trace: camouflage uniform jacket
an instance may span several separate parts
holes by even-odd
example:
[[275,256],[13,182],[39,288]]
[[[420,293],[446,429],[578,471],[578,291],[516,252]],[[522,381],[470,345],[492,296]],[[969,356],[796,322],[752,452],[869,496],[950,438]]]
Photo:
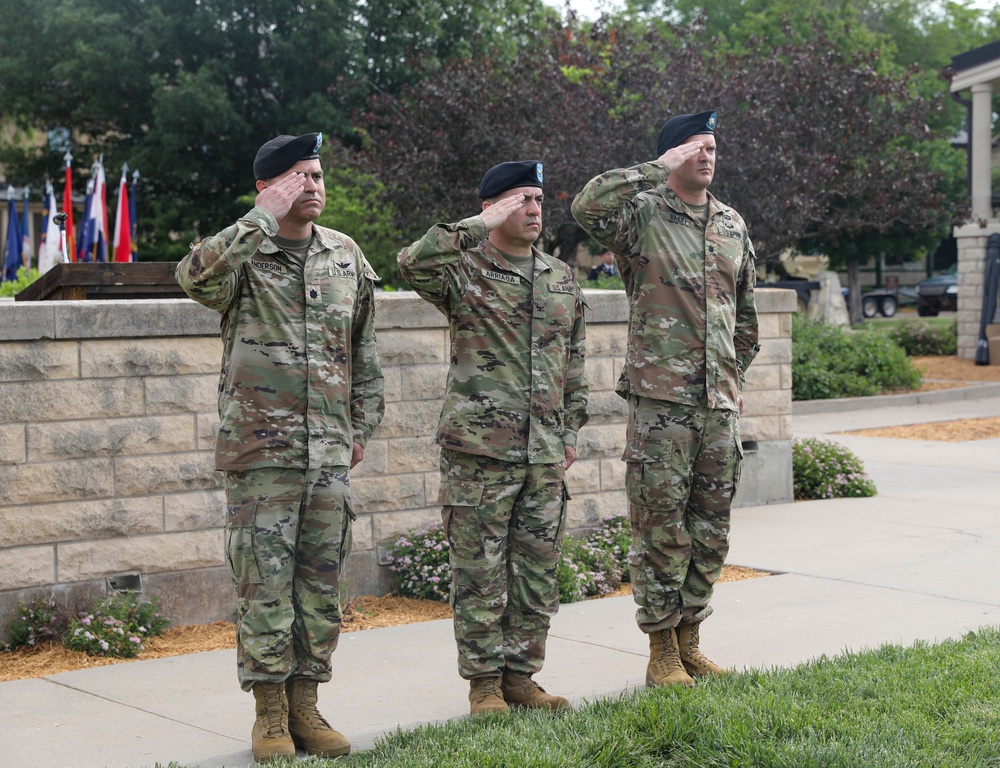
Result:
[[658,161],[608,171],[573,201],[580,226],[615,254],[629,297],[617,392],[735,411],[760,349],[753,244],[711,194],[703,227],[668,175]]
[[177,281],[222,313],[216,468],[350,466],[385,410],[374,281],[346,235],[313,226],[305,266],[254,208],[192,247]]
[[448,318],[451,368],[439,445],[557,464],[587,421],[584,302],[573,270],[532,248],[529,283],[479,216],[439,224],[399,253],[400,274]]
---
**Task instructions**: Pictures are excluded; copy all other data exactly as shown.

**Output for this task**:
trace: camouflage uniform jacket
an instance may span several separate parts
holes by even-odd
example:
[[275,256],[13,182],[39,288]]
[[[420,293],[446,429],[578,471],[578,291],[516,252]],[[522,381],[470,345],[492,296]],[[969,356],[796,322],[752,452],[869,496],[950,438]]]
Photo:
Result:
[[658,161],[608,171],[573,201],[580,226],[615,254],[629,297],[617,392],[735,411],[760,349],[753,244],[711,194],[703,227],[668,175]]
[[177,281],[222,313],[216,468],[350,466],[385,410],[374,281],[346,235],[313,226],[305,266],[254,208],[192,247]]
[[448,318],[451,368],[439,445],[557,464],[587,421],[584,302],[573,270],[532,248],[529,283],[479,216],[439,224],[399,253],[400,274]]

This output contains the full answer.